=== Selected extract ===
□ □ □ □ □

The DebugTool is an Eclipse-plugin which can be used to debug Java programs. It features a main drawing area of customizable size, where the heap structure as given at breakpoints is laid out on screen. The tool is particularly suited to developing new data structures and small heaps. The following features are a part of the tool:

Usage

EDViz can be used to debug Java programs written in Eclipse. The tool is most suited to simple and small data structures such as linked lists, binary trees or hash maps, however not strictly limited to them. To use the tool to debug Java programs, the following steps are necessary:

The following is a screenshot of the tool in action, displaying a simple binary tree data structure:

Actions

While debugging a program, various actions can be taken. They are listed at the top of the debug tool. The actions which can be performed can be seen in the below screenshot and are explained here in more detail.

□ □ □ □ □

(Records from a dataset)
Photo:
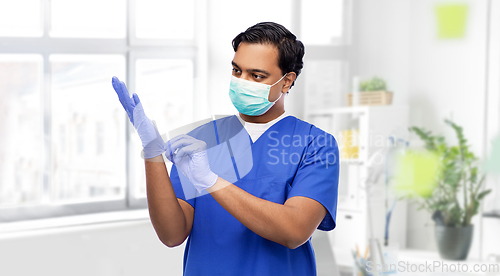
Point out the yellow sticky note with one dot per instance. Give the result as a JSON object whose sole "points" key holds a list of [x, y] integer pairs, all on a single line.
{"points": [[417, 173], [451, 20]]}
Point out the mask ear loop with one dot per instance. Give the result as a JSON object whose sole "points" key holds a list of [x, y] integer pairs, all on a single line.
{"points": [[281, 94], [279, 79]]}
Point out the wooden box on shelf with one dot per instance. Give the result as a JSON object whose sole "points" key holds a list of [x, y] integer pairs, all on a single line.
{"points": [[372, 98]]}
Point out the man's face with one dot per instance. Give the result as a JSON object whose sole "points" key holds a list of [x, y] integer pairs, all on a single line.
{"points": [[259, 63]]}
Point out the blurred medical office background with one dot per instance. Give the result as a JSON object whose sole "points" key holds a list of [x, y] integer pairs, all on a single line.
{"points": [[72, 187]]}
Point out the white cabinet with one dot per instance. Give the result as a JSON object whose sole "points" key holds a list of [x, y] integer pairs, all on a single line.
{"points": [[370, 128]]}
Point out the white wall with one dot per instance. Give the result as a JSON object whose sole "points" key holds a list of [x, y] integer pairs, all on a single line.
{"points": [[130, 248], [438, 78]]}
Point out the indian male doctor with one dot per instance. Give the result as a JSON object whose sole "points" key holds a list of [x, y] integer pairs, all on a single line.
{"points": [[261, 222]]}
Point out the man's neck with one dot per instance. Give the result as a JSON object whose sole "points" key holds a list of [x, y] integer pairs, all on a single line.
{"points": [[270, 115]]}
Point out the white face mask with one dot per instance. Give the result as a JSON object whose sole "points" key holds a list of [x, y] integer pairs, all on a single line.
{"points": [[251, 98]]}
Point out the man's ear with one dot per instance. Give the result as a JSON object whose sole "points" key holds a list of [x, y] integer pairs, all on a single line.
{"points": [[289, 78]]}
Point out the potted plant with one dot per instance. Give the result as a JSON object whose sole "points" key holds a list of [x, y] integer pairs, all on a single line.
{"points": [[373, 92], [457, 192]]}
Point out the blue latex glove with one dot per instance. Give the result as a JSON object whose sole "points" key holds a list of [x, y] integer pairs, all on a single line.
{"points": [[151, 140], [190, 156]]}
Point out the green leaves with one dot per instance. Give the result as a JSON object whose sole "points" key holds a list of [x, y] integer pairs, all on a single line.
{"points": [[374, 84], [458, 177]]}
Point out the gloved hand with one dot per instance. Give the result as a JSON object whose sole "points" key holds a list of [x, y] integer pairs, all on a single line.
{"points": [[190, 156], [151, 140]]}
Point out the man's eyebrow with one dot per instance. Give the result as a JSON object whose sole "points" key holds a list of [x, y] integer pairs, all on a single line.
{"points": [[252, 70]]}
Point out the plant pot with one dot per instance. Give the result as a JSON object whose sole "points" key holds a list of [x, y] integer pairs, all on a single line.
{"points": [[454, 242]]}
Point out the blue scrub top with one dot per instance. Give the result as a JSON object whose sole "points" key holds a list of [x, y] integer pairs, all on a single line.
{"points": [[292, 158]]}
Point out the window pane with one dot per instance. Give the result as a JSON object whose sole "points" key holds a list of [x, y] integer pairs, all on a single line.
{"points": [[20, 18], [90, 18], [322, 21], [21, 130], [326, 83], [88, 128], [165, 87], [165, 19]]}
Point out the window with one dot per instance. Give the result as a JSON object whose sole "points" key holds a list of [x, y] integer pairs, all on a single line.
{"points": [[67, 146]]}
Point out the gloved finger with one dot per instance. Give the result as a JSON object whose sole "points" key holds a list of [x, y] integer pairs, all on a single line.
{"points": [[172, 145], [122, 92], [136, 99], [181, 141]]}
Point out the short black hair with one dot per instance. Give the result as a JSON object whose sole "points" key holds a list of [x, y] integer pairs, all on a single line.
{"points": [[290, 49]]}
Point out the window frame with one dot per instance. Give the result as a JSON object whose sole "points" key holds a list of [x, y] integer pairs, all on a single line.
{"points": [[131, 49]]}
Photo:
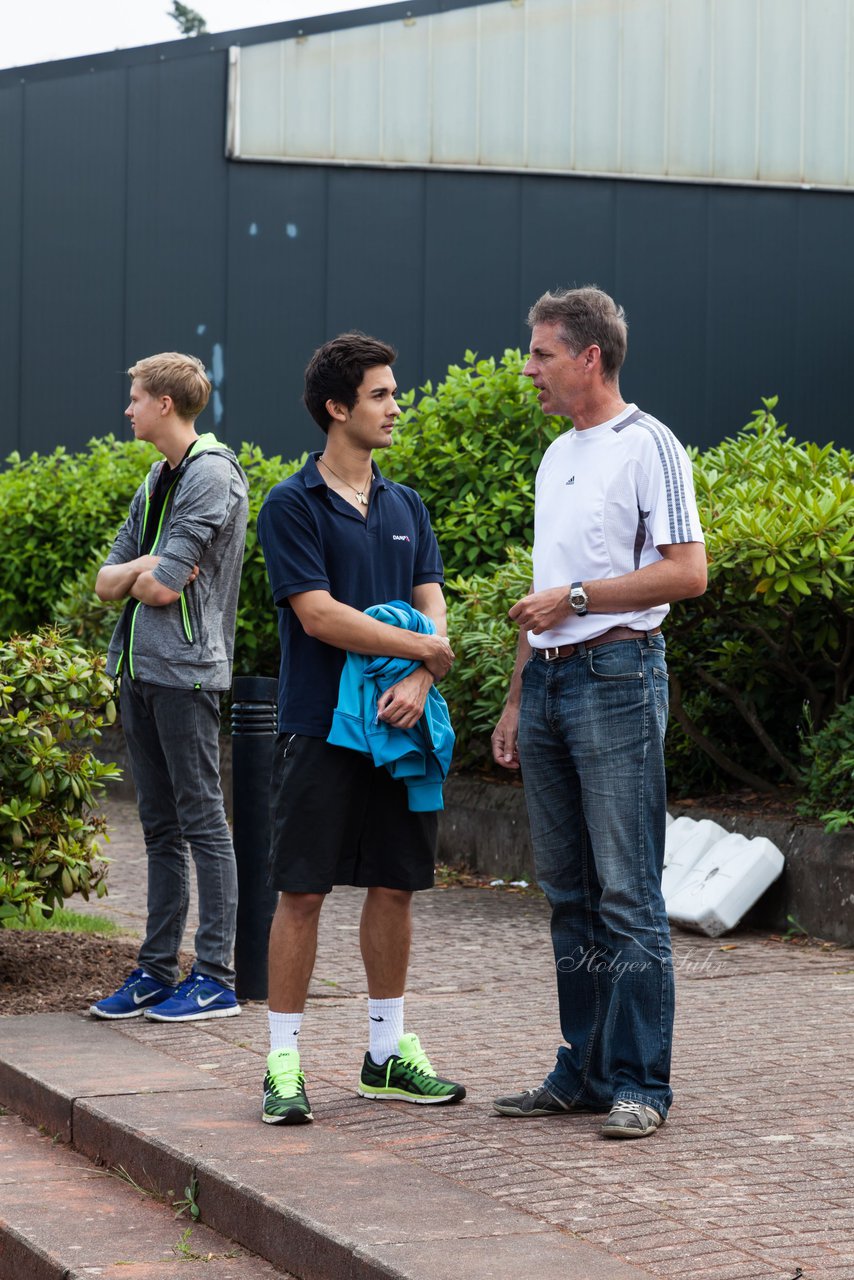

□ □ □ □ □

=== Set tasks ===
1) Transcribe the passage from the DebugTool description word for word, beginning at the words "EDViz can be" and stopping after "in more detail.".
2) Go on with the DebugTool description from the point where it stops.

=== Results for the exercise ===
1)
EDViz can be used to debug Java programs written in Eclipse. The tool is most suited to simple and small data structures such as linked lists, binary trees or hash maps, however not strictly limited to them. To use the tool to debug Java programs, the following steps are necessary:

The following is a screenshot of the tool in action, displaying a simple binary tree data structure:

Actions

While debugging a program, various actions can be taken. They are listed at the top of the debug tool. The actions which can be performed can be seen in the below screenshot and are explained here in more detail.

2)
Configuration

The config.json file in the plugin folder allows to configure various things. The following options can be configured directly in the file. The more important options are available in the settings dialog, or through one of the different editors for ordering constraints, string formats, blacklist or abstraction rules. If changes are made directly to the file, Eclipse will need to be restarted for them to take effect. Changes made with the different dialogs are applied immediately. Editing the configuration file directly should only be performed by expert users.

Optionally, you may specify another configuration file to use through the Load configuration action. This allows you to have multiple configuration files and swap between them, for example to test certain behavior without destroying the original configuration file. The Load configuration action also shows you the default location of the configuration file.

Ordering constraints

The ordering constraints are stored in the configuration under constraints > queries in the form of an array of constraints. They can easily be edited using the edit constraints action. These constraints decide on the horizontal ordering of the values displayed in the graph on screen.

Right-clicking on values with two or more fields allows an ordering constraint to be added directly for that value's type, as an easier alternative. That option can be found in the context menu under Rules → Write order constraint for type X, where X will be replaced by the value's actual type. There is no semantic difference between an ordering constraint added that or any other way, it's just a simplification of the process.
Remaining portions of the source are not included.